Estratto del documento:
——

La cosa interessante è che la mostra internazionale curata da Cecilia Alemani alla Biennale di Venezia e il Padiglione Italia di Gian Maria Tosatti sono due sintomi estremamente espliciti. Il primo passo che deve fare il malato per potersi curare è proprio quello di riconoscere la propria malattia attraverso i suoi sintomi. La Biennale di Cecilia Alemani, sostenuta fortemente da artiste moderne come Paula Rego, se letta attraverso le opere prodotte negli ultimi dieci anni diventa una mostra estremamente conservatrice e reazionaria, dove l’elemento surreale diventa un “brividino strambo” da fornire al visitatore di un “Luna Park per adulti”. È evidente come gli artisti abbiano scelto di rifugiarsi sopra il piedistallo dell’opera per non dover affrontare un presente che non sanno, e soprattutto, non devono affrontare.

Per usare una definizione che ho coniato nel 2009, sia passa dall’Ikea evoluta alla “Maisons Du Monde”: le opere diventano innocui soprammobili, piacevoli monili per un colonialismo di ritorno. Ma la colpa non è della curatrice Cecilia Alemani, e su questo dobbiamo essere molto chiari: la colpa è di un menù nazionale e internazionale che negli ultimi vent’anni non ha prodotto artisti di qualità se non in chiave derivativa dell’arte moderna e degli anni Novanta. Nessuno fa emergere questi elementi perché in platea ci sono solo addetti ai lavori che devono mantenere buoni rapporti con tutti per non perdere opportunità di lavoro.

Il latte dei sogni, Biennale d'Arte di Venezia 2022, a cura di Cecilia Alemani. Foto di Roberto Marossi
Il latte dei sogni, Biennale d’Arte di Venezia 2022, a cura di Cecilia Alemani. Foto di Roberto Marossi
Il latte dei sogni, Biennale d'Arte di Venezia 2022, a cura di Cecilia Alemani. Foto di Roberto Marossi
Il latte dei sogni, Biennale d’Arte di Venezia 2022, a cura di Cecilia Alemani. Foto di Roberto Marossi
Gian Maria Tosatti, Storia della notte e destino delle comete, Padiglione Italia alla Biennale di Venezia 2022. Foto di Andrea Avezzù
Gian Maria Tosatti, Storia della notte e destino delle comete, Padiglione Italia alla Biennale di Venezia 2022. Foto di Andrea Avezzù

Un pubblico vero e appassionato non esiste, come dimostra la vicenda di Gian Maria Tosatti, unico artista del Padiglione Italia 2022, e che avrebbe fatto sobbalzare un pubblico vero e appassionato. Tosatti fino a pochi mesi fa era un artista marginale nel panorama italiano e improvvisamente ha ottenuto tre nomine importanti (unico artista al Padiglione Italia, direttore artistico della Quadriennale di Roma, progetto personale da Hangar Bicocca): una situazione che in Italia, paese in cui si fatica a far svolgere in modo trasparente i concorsi pubblici, non è bella da vedersi. Nella conferenza stampa, pochi giorni prima dell’invasione dell’Ucraina per ordine di Putin, Tosatti ha definito la guerra e la questione ucraina delle “cazzate”, perché il vero problema è che l’uomo deve evolversi (“Non ci muoviamo mai: è questa la battaglia, la guerra che abbiamo perduto: non ci stiamo evolvendo”). Ma il nostro non ci spiega in cosa consista questa evoluzione e ci racconta di una civiltà in declino, quando chiunque conosca la storia sa che non viviamo “il migliore dei mondi possibili”, ma sicuramente “il migliore dei mondi mai esistiti” come livelli di benessere, libertà e sanità. Ma ovviamente la narrazione di un declino fa molto comodo ad una certa retorica che arriva a citare Pier Paolo Pasolini che nel 1975 avrebbe dato tutta la Montedison per avere le lucciole.

——

Problema da risolvere:
Puoi estrarre dal testo sulla Biennale di Venezia 2022 il passo che comincia con le parole "Per usare una" e si ferma dopo "opportunità di lavoro."?

——

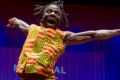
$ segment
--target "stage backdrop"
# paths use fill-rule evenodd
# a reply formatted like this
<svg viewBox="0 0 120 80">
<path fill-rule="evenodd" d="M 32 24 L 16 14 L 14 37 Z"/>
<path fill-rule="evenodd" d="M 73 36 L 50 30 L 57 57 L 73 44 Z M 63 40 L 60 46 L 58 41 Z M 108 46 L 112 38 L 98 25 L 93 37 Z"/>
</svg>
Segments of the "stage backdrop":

——

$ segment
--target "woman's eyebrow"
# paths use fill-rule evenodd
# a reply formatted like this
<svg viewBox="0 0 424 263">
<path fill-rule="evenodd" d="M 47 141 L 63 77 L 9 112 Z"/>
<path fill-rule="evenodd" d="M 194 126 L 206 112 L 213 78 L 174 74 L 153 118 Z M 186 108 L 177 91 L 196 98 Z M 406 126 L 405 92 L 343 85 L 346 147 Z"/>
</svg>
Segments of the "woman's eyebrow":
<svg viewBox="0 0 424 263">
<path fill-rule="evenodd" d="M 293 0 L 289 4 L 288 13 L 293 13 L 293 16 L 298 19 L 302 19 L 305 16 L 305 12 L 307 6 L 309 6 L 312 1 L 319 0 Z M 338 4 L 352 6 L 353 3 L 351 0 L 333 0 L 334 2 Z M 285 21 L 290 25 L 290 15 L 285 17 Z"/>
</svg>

——

Risposta:
Per usare una definizione che ho coniato nel 2009, sia passa dall’Ikea evoluta alla “Maisons Du Monde”: le opere diventano innocui soprammobili, piacevoli monili per un colonialismo di ritorno. Ma la colpa non è della curatrice Cecilia Alemani, e su questo dobbiamo essere molto chiari: la colpa è di un menù nazionale e internazionale che negli ultimi vent’anni non ha prodotto artisti di qualità se non in chiave derivativa dell’arte moderna e degli anni Novanta. Nessuno fa emergere questi elementi perché in platea ci sono solo addetti ai lavori che devono mantenere buoni rapporti con tutti per non perdere opportunità di lavoro.